■ Text segment
# Is Humic Acid a Scam?



## Amoo316 (Jul 8, 2021)

This video is gold. It's also really long and really technical.

[media]https://www.youtube.com/watch?v=X7Gp64gkudI[/media]

Good Job @thegrassfactor


----------



## JERSEY (Sep 9, 2018)

wasted $200 on that brown garbage 3-4 years back. better use of my hard earned dough is NPK.

decide for yourself.


----------



## Lawn Noob (Jul 26, 2020)

It looks like it's not a scam. The data as presented by Matt makes humic sound like more of a "meh".


----------



## Amoo316 (Jul 8, 2021)

My takeaway from the video was outside of hydroponic settings, it pretty much is a scam. The only potential benefit is a reduction in N inputs if you have the right soil pH and conditions. That said cost per application of Humic vs N is not even close.

Anywhere with restrictions or non acidic soil might see some benefit to it, but not most of what is claimed/marketed.

I also learned straight peat moss, may be a better application for the marketed benefits of Humic Acid vs Humic Acid itself.


----------



## Factor (Oct 10, 2019)

I saw this too. Makes you go humm. I agree its more of a meh. I think Compost or Peat is better. I started watching the Garden Myths guy he referred to as well.


----------



## SoilSecrets (Apr 12, 2019)

I just finished watching and have to rewatch to digest the information. The conclusions are certainly borderline but there is merit to the increase in biomass and less nitrogen input (i.e. maximize nitrogen input using HA applications could help those subject to summer fertilizer blackout). Cost benefit analysis is warranted.


----------



## Rucraz2 (Apr 8, 2018)

Didn't Matt have videos out yrs ago claiming how beneficial humic was? How it was the big secret!?


----------



## M1SF1T (Jun 1, 2021)

I have humic acid as a powder, mix my own concentrate, and added it this year as part of a program on my turf, and vegetables. I'm absolutely happy with the response this year.

It isn't a one stop fix, but adds to the whole package... NPK, micros, pro-bio/EM, sea minerals, humic, fulvic, organic matter...

I'm happy with what I'm doing. The powder is inexpensive.


----------



## Mightyquinn (Jan 31, 2017)

Rucraz2 said:


> Didn't Matt have videos out yrs ago claiming how beneficial humic was? How it was the big secret!?


Yes, you are correct and I think he finally saw the light about it. I don't think the price you are paying for it justifies the results. You should focus on NPK and micros as that is where you will get the most bang for your buck.


----------



## doverosx (Aug 7, 2019)

Mightyquinn said:


> Rucraz2 said:
> 
> 
> > Didn't Matt have videos out yrs ago claiming how beneficial humic was? How it was the big secret!?

■ Data segment
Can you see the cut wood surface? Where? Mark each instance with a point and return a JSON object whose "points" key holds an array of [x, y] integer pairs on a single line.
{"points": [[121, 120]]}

■ Aim A
In the humic acid thread, copy everything from "My takeaway from" down to "to as well.".
■ Aim B
Answer these questions using the humic acid thread:
(i) How much money does JERSEY say was wasted on humic acid?
(ii) In what form does M1SF1T have humic acid?
(iii) According to Amoo316's takeaway, outside of what settings is humic acid pretty much a scam?

■ Exercise output A
My takeaway from the video was outside of hydroponic settings, it pretty much is a scam. The only potential benefit is a reduction in N inputs if you have the right soil pH and conditions. That said cost per application of Humic vs N is not even close.

Anywhere with restrictions or non acidic soil might see some benefit to it, but not most of what is claimed/marketed.

I also learned straight peat moss, may be a better application for the marketed benefits of Humic Acid vs Humic Acid itself.


----------



## Factor (Oct 10, 2019)

I saw this too. Makes you go humm. I agree its more of a meh. I think Compost or Peat is better. I started watching the Garden Myths guy he referred to as well.

■ Exercise output B
(i) $200
(ii) As a powder
(iii) Hydroponic settings